Dataset entries:
*** Block opens ***
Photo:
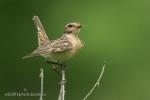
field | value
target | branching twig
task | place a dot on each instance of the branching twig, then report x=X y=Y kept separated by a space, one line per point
x=96 y=84
x=62 y=83
x=41 y=76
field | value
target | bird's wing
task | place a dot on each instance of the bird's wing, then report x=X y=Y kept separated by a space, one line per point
x=54 y=46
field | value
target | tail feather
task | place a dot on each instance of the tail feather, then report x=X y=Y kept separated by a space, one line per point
x=30 y=56
x=42 y=36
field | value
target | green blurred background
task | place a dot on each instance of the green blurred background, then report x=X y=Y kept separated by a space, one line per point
x=117 y=31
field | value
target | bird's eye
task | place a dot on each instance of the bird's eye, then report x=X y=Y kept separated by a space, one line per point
x=70 y=25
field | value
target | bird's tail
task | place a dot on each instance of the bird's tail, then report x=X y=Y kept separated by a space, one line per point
x=42 y=36
x=30 y=55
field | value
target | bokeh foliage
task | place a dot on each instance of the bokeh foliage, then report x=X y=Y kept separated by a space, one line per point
x=117 y=31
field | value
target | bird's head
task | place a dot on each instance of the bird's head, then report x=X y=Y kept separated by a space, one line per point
x=72 y=28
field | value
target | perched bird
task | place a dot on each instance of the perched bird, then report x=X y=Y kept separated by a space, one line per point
x=60 y=49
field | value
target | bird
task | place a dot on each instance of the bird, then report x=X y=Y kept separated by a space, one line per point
x=58 y=50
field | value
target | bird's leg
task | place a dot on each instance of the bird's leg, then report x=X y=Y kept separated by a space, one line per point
x=54 y=66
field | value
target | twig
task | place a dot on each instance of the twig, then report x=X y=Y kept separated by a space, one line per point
x=41 y=76
x=62 y=83
x=96 y=84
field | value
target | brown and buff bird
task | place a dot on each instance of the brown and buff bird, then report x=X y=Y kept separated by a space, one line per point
x=60 y=49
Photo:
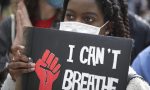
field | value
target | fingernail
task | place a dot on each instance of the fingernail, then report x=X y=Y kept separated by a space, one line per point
x=32 y=64
x=30 y=59
x=32 y=69
x=21 y=46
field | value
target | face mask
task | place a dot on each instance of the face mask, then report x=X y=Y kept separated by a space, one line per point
x=56 y=3
x=80 y=27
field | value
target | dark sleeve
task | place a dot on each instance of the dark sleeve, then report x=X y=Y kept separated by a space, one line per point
x=5 y=41
x=5 y=44
x=140 y=32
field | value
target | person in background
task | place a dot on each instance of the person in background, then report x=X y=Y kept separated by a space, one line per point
x=141 y=64
x=97 y=13
x=4 y=4
x=140 y=8
x=39 y=13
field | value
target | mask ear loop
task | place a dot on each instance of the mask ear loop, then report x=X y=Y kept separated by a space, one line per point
x=107 y=32
x=104 y=25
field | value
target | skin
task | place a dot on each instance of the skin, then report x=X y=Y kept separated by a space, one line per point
x=19 y=62
x=85 y=11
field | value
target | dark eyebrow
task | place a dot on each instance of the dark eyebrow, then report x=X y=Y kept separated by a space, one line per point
x=91 y=13
x=70 y=10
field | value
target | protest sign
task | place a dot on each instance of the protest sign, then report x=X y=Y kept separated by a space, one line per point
x=74 y=61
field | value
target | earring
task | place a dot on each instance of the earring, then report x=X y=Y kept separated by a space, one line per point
x=107 y=33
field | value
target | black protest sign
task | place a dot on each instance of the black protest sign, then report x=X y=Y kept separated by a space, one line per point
x=73 y=61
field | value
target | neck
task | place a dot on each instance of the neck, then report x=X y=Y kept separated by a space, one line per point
x=46 y=11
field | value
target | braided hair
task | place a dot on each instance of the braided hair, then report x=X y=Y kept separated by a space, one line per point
x=113 y=12
x=33 y=5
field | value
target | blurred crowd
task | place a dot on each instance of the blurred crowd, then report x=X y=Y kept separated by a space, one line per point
x=15 y=14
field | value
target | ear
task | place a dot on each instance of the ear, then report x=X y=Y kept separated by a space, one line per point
x=107 y=29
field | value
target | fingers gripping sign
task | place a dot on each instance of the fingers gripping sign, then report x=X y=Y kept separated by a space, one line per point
x=47 y=70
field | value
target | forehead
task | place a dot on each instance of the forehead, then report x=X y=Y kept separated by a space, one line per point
x=83 y=5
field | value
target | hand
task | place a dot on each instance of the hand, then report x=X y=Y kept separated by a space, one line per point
x=19 y=63
x=22 y=20
x=47 y=70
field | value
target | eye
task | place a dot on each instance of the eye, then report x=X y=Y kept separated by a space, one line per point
x=89 y=19
x=70 y=17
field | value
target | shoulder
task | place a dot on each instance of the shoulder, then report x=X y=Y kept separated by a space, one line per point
x=136 y=82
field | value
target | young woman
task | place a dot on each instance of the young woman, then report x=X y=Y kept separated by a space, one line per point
x=39 y=13
x=99 y=12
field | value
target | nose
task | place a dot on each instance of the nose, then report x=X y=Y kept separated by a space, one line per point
x=78 y=20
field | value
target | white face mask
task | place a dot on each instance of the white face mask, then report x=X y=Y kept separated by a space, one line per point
x=80 y=27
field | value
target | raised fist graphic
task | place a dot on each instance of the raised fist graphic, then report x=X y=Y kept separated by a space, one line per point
x=47 y=70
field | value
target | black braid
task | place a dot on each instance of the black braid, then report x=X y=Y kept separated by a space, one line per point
x=112 y=12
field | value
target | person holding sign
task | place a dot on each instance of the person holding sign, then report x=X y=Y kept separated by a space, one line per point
x=98 y=13
x=105 y=14
x=39 y=13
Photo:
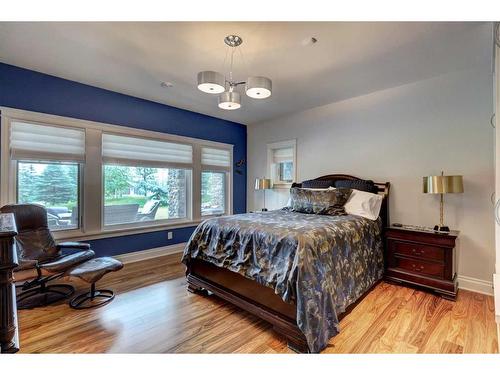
*** Block closes ***
WHAT YOU WILL DO: Take the lines above from the one containing "target | braided hair" to the one containing "target | blurred crowd" and retype them exactly, both ends included, with nothing added.

ANSWER TO THIS EXERCISE:
target | braided hair
task | place a dot on each instance of the braided hair, then report x=X y=Y kept separated by a space, one line per point
x=113 y=12
x=33 y=5
field | value
target | blurred crowd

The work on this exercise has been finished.